╔══
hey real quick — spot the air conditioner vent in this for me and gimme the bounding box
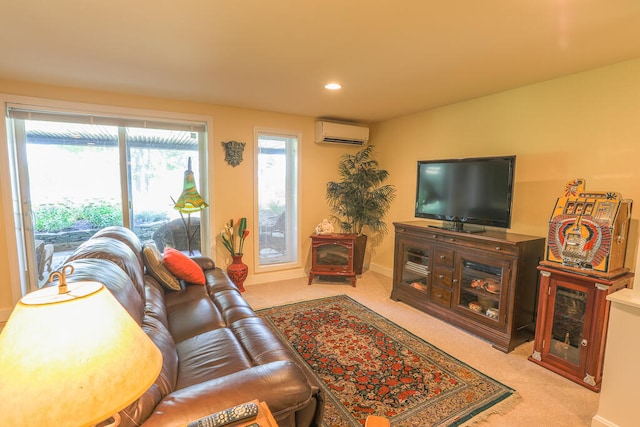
[321,137,366,145]
[314,121,369,146]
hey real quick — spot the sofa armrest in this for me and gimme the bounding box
[190,256,215,271]
[142,361,313,427]
[186,400,259,427]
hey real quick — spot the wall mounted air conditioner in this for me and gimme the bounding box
[314,121,369,146]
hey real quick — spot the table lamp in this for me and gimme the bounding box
[173,157,209,255]
[0,265,162,427]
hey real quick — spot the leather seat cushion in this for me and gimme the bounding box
[165,285,227,343]
[175,327,252,390]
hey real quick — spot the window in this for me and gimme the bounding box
[255,130,299,268]
[5,104,208,293]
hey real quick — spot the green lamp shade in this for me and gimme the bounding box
[174,159,208,214]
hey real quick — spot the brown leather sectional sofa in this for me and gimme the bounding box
[53,226,323,427]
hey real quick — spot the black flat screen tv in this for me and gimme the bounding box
[415,155,516,232]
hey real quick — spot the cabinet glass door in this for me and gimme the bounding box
[548,285,587,366]
[456,257,506,324]
[400,245,431,292]
[316,243,349,270]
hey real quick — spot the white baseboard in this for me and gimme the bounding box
[244,267,308,286]
[591,414,619,427]
[243,262,392,288]
[368,262,393,278]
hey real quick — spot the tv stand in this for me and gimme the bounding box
[392,221,545,352]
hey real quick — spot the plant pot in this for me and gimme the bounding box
[227,254,248,292]
[353,234,367,275]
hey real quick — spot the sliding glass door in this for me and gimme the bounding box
[7,108,207,292]
[127,127,204,243]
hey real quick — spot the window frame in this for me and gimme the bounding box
[253,127,301,274]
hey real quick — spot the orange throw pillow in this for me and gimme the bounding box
[162,247,206,285]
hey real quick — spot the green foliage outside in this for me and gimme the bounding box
[33,199,168,232]
[266,201,285,216]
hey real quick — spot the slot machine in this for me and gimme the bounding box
[541,178,632,278]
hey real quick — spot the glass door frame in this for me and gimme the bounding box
[453,251,511,329]
[541,276,594,377]
[397,239,432,294]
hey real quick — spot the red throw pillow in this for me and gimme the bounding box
[162,247,206,285]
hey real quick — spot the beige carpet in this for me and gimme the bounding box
[243,271,599,427]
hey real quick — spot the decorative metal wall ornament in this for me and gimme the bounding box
[222,140,246,167]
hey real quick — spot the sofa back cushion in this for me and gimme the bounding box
[114,276,178,427]
[60,258,144,325]
[66,237,145,299]
[92,226,144,270]
[144,277,178,394]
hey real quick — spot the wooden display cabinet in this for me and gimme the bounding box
[528,266,633,391]
[309,233,357,286]
[391,221,545,352]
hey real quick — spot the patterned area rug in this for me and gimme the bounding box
[257,295,519,426]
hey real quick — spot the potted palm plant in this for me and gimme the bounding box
[326,145,396,274]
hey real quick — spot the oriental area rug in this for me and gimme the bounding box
[257,295,519,426]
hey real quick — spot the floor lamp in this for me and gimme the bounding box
[173,157,209,255]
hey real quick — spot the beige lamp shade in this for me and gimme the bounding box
[0,281,162,427]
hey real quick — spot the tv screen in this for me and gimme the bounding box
[415,156,516,231]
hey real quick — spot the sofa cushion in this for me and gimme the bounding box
[115,277,179,427]
[165,285,227,343]
[142,242,181,291]
[175,327,252,390]
[92,226,144,270]
[60,258,144,325]
[163,247,206,285]
[66,237,145,299]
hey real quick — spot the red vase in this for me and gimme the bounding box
[226,254,248,292]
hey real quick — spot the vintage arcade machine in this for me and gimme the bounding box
[529,178,634,391]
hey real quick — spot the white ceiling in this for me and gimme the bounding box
[1,1,640,123]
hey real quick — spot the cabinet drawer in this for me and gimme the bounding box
[434,247,455,267]
[314,264,351,273]
[432,267,453,288]
[457,238,518,256]
[430,285,451,308]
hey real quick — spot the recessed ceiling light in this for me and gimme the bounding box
[324,83,342,90]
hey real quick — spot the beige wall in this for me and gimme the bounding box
[372,58,640,277]
[2,57,640,316]
[0,80,350,316]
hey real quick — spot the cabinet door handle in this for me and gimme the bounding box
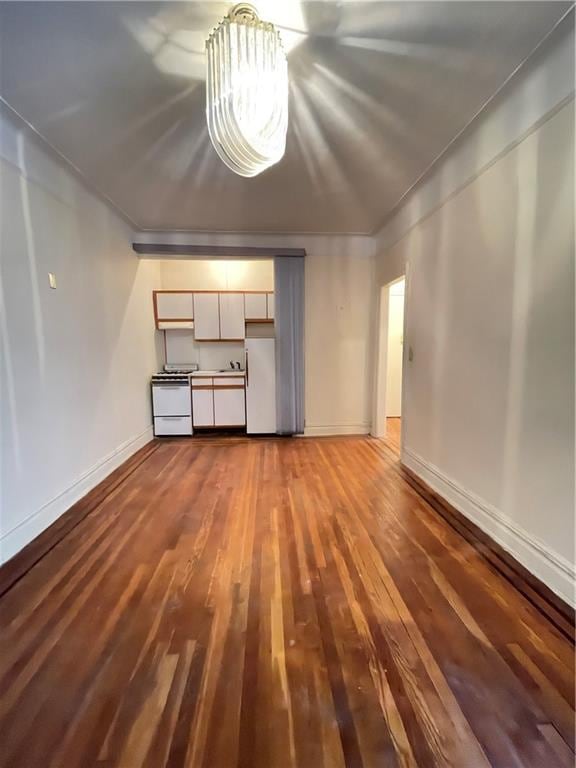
[245,351,249,387]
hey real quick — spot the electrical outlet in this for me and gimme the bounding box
[48,273,57,289]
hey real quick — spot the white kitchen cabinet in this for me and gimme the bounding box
[193,293,220,340]
[244,293,268,320]
[155,292,194,321]
[192,389,214,426]
[214,388,246,426]
[213,376,245,386]
[219,293,245,339]
[267,293,275,320]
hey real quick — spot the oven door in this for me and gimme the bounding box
[152,382,191,417]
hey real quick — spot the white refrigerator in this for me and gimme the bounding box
[245,338,276,434]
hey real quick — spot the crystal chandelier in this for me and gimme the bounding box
[206,4,288,177]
╚══
Problem:
Where a picture appears, skip it and copy the rest of the data word for word.

Response area:
hey real quick — spot the air conditioner vent in this for me and gimme the bounding box
[321,137,366,145]
[314,121,369,146]
hey real quick — spot the sofa armrest in this for me and gimme the bounding box
[190,256,215,271]
[142,361,313,427]
[186,400,259,427]
hey real quick — spot the wall mounted air conditioner in this for me and gimme the bounding box
[314,121,369,146]
hey real quick — spot the table lamp in this for me and gimme the bounding box
[173,157,209,255]
[0,265,162,427]
hey real quick — spot the leather seat cushion in this for me and gimme the bounding box
[165,285,227,343]
[175,327,252,390]
hey real quick — spot the window in this for me and gimme the bounding box
[255,130,299,268]
[5,104,208,293]
hey real quick — spot the green lamp shade in this for me and gimme the bounding box
[174,159,208,214]
hey real quick — spot the brown leather sectional sofa in this for me and gimme the bounding box
[53,226,323,427]
hey real quick — spot the black flat screen tv in this for me and gimme the bounding box
[415,155,516,232]
hey real quick — spot the cabinet glass door in this for me and gimme the bounding box
[548,285,587,366]
[456,257,506,324]
[400,245,431,292]
[316,243,349,270]
hey real quick — spot the white baseboard in this for me and gimme the bounding box
[244,267,308,286]
[591,414,619,427]
[243,262,392,288]
[368,262,393,278]
hey real quick — spot the tv stand in this for me and gimme the bounding box
[392,221,545,352]
hey real quick — spot the plant pot in this for me and gimme the bounding box
[227,254,248,292]
[353,234,367,275]
hey real quick — spot the sliding glass door in this for me and gimme the bounding box
[7,108,207,292]
[127,127,204,243]
hey real quick — spot the window frame in this for me and gimme the bounding box
[253,127,301,274]
hey real quick — spot the orange throw pillow in this for me and gimme the bounding box
[162,247,206,285]
hey real quick — spot the green foliage outside in this for me and gimme the bounding box
[33,199,168,232]
[266,201,285,216]
hey real quick — spot the slot machine in this for me and gimme the bounding box
[541,178,632,278]
hey real quick — spot the glass door frame in this for me and gimme the bounding box
[453,251,511,329]
[541,276,594,377]
[397,239,432,294]
hey real quick — spot the red throw pillow in this for me and gimme the bounding box
[162,247,206,285]
hey real quick — spot the beige carpet in this for me and gimme the bounding box
[243,271,599,427]
hey real quick — spot the decorative metal wall ornament in this for me and gimme the bounding box
[222,140,246,167]
hey real quick — spot the sofa back cushion in this for me and gimme the bounding box
[114,276,178,427]
[60,258,144,325]
[66,237,145,299]
[92,226,144,270]
[144,277,178,394]
hey real quick — spot the wooden display cabinet in this for me and gimme the bounding box
[528,266,633,391]
[309,233,357,286]
[391,221,545,352]
hey real quick — spot the patterned area rug in this for me and gimme the bounding box
[257,295,519,426]
hey real quick — spot the potted palm plant in this for me and gimme the bounding box
[326,145,396,274]
hey real quick — spot the oriental area rug in this for me and gimme the bounding box
[257,295,519,426]
hey real quick — spot the floor lamp in this for me and gimme the bounding box
[173,157,209,255]
hey real quick — spot the beige lamp shade in this for me and gimme the bounding box
[0,281,162,427]
hey real quick — spot the tv screen in this for me and gimme the bounding box
[415,156,516,231]
hey real quick — spot the sofa cushion in this for me and gimme the bounding box
[115,277,179,427]
[165,285,227,343]
[142,242,181,291]
[175,327,252,390]
[92,226,144,270]
[60,258,144,325]
[163,247,206,285]
[66,237,145,299]
hey real quick — spot the red vase in this for me and gimme the bounding box
[226,254,248,292]
hey real quick — spot the vintage arcade machine in this for me and gimme the bounding box
[529,178,634,391]
hey real quick — spot the white ceiling in this for me and gimme the bounding box
[1,1,640,123]
hey real quick — spot the cabinet drawer in this for me and gimme the bounding box
[434,247,455,267]
[314,264,351,273]
[432,267,453,288]
[457,238,518,256]
[430,285,451,308]
hey real quick — spot the recessed ceiling light in this for me and gimme the bounding box
[324,83,342,90]
hey real quick — spot the beige wall in this for me and gimme the bounding box
[372,58,640,277]
[2,57,640,316]
[0,80,350,316]
hey real quick — spot the cabinet door handle in this for me and gimme the bounding box
[245,351,249,387]
hey real quick — spot the electrical outlet in this for me and gimme the bounding box
[48,273,57,289]
hey real quick — spot the white kitchen cabinet in this for me and gimme the bounding box
[193,293,220,340]
[244,293,268,320]
[155,292,194,321]
[192,389,214,426]
[214,388,246,426]
[213,376,245,386]
[219,293,245,339]
[267,293,275,320]
hey real quick — spot the oven door in this for me and gimme the bounding box
[152,382,191,417]
hey real quick — spot the white refrigerator in this for me and gimme the bounding box
[245,338,276,434]
hey real quick — spot the crystal chandelier in this for me and gimme the bounding box
[206,4,288,177]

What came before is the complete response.